■ Text extract:
━━━━━━━━━━━━━━━━━━━━

It’s one thing to promote wellness. Metro Louisville should be applauded for trying to educate the community about the food choices we make. But it’s quite another to outlaw these popular products, which many Louisvillians have come to depend upon as “food.”
And Mayor Greg Fischer added insult to injury when he announced the ban at the Taco Bell on Taylorsville Road in Hikes Point, which is inside another, larger Taco Bell at the same address. In his remarks to reporters, he described the dangers of high-calorie diets and even declared a state of emergency, pointing to the restaurant’s patrons and declaring, “As you can see, my friends, ‘Fatty, fatty, 2-by-4’ is now more like ‘Fatty, fatty, 8-by-16.’”
Regular readers of this column might be surprised that an avowed communist would find this action so offensive. After all, I am on record supporting gun control, single-payer healthcare and the Warren Buffett Rule, and I own both a Che Guevara bandanna and a Yarmuth! yard sign. But this food ban simply goes too far.
I’ll concede that something should be done about the obesity epidemic. Education alone is not convincing Americans to stop drinking 64-ounce tubs of corn sugar along with their corn-based fast-food four times per day (or six, for those who enjoy a Fifth and Sixth Meal).
Some believe we should use military drone attacks to force-feed spinach to obese people, like New York Mayor Michael Bloomberg has ordered. Others have suggested providing Taco Bell patrons with TSA-style X-ray images of their own nude bodies and politely offering carrot sticks and apples instead of tacos. But I am opposed to these nanny-state tactics. I would prefer an au-pair state because it sounds more European and therefore deeply socialist and usually pretty sexy, if movies are to be trusted.

━━━━━━━━━━━━━━━━━━━━

■ Your goal: Write out the food-ban column again, everything from "Regular readers of" down to "and Sixth Meal).", swapping "bandanna" for "poster". The records after this point are separate material and have no connection to the column.

━━━━━━━━━━━━━━━━━━━━

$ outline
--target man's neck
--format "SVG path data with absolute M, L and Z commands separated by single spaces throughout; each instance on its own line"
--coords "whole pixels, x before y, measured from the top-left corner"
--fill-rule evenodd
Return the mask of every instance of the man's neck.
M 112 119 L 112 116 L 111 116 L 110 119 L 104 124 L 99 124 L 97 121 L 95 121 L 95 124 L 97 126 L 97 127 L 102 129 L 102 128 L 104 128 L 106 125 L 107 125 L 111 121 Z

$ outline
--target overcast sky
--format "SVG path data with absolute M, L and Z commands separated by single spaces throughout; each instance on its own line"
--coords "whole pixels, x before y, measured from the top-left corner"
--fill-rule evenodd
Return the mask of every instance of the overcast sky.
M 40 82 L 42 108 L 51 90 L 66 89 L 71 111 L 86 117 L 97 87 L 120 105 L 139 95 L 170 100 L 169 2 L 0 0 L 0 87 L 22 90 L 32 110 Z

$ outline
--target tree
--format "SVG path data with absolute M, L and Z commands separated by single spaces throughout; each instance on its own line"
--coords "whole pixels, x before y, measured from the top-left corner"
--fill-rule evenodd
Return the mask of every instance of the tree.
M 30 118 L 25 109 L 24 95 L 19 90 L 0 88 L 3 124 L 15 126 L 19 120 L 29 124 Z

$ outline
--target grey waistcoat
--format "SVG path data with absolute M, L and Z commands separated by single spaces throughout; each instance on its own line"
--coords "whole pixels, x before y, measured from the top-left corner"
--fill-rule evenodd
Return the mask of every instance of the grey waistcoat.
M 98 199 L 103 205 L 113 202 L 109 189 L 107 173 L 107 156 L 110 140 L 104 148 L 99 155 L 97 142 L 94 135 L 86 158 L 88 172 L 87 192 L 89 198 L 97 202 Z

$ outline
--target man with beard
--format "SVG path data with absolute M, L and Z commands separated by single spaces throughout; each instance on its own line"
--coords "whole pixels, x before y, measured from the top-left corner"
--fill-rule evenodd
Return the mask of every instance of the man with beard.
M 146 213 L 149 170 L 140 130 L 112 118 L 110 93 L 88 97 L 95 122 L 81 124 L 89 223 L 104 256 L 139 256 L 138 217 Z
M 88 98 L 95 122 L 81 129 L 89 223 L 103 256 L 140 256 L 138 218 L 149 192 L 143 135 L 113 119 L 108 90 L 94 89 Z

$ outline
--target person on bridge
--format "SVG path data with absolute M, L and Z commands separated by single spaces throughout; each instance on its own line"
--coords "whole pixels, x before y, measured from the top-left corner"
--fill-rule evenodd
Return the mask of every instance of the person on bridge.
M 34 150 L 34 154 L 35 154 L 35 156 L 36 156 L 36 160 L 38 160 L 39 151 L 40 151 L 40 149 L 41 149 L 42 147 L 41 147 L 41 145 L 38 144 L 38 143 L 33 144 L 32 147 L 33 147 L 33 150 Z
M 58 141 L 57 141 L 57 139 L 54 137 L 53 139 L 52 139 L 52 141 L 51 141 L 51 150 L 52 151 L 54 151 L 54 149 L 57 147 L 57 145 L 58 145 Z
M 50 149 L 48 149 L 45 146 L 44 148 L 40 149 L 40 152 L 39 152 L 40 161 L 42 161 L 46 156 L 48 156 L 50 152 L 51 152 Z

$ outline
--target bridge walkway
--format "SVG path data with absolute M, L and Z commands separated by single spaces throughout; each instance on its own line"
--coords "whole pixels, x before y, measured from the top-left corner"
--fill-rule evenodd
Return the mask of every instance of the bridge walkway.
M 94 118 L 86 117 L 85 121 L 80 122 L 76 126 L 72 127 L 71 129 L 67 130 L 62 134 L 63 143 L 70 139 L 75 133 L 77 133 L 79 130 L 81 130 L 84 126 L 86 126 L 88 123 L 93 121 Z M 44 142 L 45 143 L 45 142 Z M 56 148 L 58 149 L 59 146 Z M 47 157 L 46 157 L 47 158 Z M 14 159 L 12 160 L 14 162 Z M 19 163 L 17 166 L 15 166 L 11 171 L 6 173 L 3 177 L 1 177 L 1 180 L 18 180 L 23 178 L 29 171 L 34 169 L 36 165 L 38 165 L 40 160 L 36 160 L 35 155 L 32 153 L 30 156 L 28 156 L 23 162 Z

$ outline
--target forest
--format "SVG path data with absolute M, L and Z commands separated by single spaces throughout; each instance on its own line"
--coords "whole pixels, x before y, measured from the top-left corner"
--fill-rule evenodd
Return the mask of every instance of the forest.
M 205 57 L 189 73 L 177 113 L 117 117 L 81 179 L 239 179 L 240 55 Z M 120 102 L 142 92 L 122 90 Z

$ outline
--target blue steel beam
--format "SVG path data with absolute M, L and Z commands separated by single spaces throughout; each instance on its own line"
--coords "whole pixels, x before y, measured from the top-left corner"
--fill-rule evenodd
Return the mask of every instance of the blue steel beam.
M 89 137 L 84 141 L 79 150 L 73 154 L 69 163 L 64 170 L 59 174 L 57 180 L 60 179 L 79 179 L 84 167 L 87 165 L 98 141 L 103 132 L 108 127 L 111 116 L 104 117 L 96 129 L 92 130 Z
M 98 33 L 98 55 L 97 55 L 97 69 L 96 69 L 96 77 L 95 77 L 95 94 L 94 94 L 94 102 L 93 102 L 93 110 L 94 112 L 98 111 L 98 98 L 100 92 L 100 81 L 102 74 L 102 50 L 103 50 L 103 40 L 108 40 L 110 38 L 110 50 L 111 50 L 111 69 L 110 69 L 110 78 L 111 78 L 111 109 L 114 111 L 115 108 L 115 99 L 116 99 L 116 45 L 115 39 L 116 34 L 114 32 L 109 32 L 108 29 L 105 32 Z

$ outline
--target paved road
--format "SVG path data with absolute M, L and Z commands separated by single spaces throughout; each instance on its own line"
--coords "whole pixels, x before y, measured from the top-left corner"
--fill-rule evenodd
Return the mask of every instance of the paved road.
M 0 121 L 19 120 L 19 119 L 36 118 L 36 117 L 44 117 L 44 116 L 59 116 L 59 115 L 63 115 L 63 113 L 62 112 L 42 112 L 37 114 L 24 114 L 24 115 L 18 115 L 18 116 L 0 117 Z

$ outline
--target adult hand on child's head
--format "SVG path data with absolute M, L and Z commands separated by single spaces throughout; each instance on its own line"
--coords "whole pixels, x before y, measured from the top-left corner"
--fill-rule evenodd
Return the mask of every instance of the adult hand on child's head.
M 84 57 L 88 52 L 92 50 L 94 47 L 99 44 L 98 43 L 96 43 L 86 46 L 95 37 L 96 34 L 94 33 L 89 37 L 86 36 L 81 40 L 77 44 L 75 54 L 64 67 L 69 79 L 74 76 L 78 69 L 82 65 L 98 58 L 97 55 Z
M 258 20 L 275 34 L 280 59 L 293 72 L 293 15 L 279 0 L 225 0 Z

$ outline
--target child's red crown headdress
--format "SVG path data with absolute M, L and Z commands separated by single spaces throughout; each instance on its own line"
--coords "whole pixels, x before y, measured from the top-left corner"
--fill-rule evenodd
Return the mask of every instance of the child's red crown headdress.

━━━━━━━━━━━━━━━━━━━━

■ Task answer:
Regular readers of this column might be surprised that an avowed communist would find this action so offensive. After all, I am on record supporting gun control, single-payer healthcare and the Warren Buffett Rule, and I own both a Che Guevara poster and a Yarmuth! yard sign. But this food ban simply goes too far.
I’ll concede that something should be done about the obesity epidemic. Education alone is not convincing Americans to stop drinking 64-ounce tubs of corn sugar along with their corn-based fast-food four times per day (or six, for those who enjoy a Fifth and Sixth Meal).